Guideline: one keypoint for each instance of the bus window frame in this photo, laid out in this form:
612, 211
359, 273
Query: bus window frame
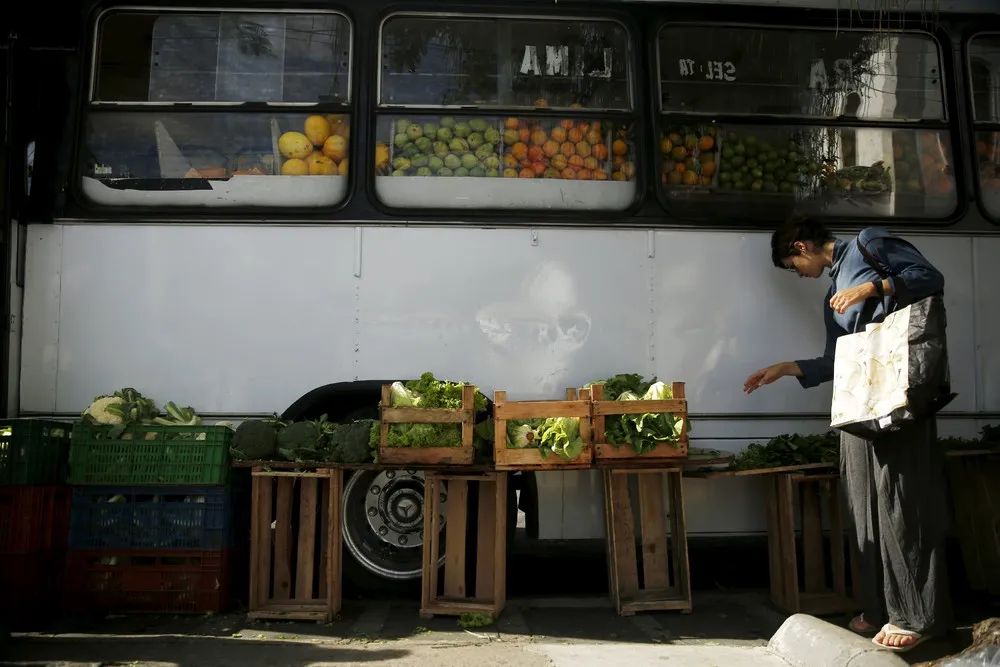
976, 126
87, 106
946, 125
634, 115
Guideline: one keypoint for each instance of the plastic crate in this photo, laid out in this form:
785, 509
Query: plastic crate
33, 518
151, 517
147, 581
150, 456
32, 586
33, 451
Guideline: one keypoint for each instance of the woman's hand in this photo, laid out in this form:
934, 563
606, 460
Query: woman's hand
846, 298
765, 376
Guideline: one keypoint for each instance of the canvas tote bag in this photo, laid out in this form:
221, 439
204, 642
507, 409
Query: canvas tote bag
896, 371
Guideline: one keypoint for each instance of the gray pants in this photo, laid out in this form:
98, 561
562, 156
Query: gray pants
898, 506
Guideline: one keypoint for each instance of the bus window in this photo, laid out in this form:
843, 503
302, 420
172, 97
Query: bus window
808, 119
984, 70
471, 108
218, 109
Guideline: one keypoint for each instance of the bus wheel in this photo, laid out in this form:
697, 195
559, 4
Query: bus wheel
383, 524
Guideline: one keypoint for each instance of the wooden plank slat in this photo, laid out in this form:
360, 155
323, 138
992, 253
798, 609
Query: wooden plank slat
812, 539
306, 548
283, 540
485, 541
653, 533
454, 533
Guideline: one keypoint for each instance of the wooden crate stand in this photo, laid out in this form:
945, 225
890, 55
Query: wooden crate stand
300, 578
666, 577
461, 455
793, 493
450, 597
975, 497
577, 404
666, 454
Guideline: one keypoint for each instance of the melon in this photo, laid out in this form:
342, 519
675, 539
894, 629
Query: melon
294, 145
317, 130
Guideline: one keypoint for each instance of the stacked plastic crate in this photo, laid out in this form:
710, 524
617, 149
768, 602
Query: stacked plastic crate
34, 519
150, 520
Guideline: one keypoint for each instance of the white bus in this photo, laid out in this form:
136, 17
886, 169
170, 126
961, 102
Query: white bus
271, 207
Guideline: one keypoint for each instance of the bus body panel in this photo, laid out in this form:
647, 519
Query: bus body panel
246, 319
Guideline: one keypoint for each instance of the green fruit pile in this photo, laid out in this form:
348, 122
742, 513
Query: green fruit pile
448, 148
758, 166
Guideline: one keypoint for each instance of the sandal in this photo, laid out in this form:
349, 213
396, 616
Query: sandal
859, 625
890, 629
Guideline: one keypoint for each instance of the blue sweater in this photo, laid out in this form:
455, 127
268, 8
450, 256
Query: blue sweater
914, 275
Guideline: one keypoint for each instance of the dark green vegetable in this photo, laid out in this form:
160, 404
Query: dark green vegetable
254, 440
790, 450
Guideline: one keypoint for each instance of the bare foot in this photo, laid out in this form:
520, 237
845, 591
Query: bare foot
860, 625
894, 637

————

- EXERCISE GOAL -
Rewrite the items between the line holding "Guideline: one keypoint for each instance of the blue" and the end of the items, inclusive, keeping the requests and their sample points unchanged. Multiply each answer point coordinate by 1.15 and round to the nearest whole number, with halves rounded up.

- FULL RESPONSE -
Guideline: one keypoint for each instance of the blue sweater in this photo, laid out in this form:
455, 127
268, 8
450, 256
Query: blue sweater
1051, 316
Guideline: one keypoint for each instance of the dark green vegetable in this photo, laid out in this form:
160, 404
Query: dark green vegetable
292, 506
909, 518
Guideline: one keypoint for each instance of the bare foot in this photo, laid out in this form:
520, 237
845, 591
Query: bare foot
989, 719
1028, 733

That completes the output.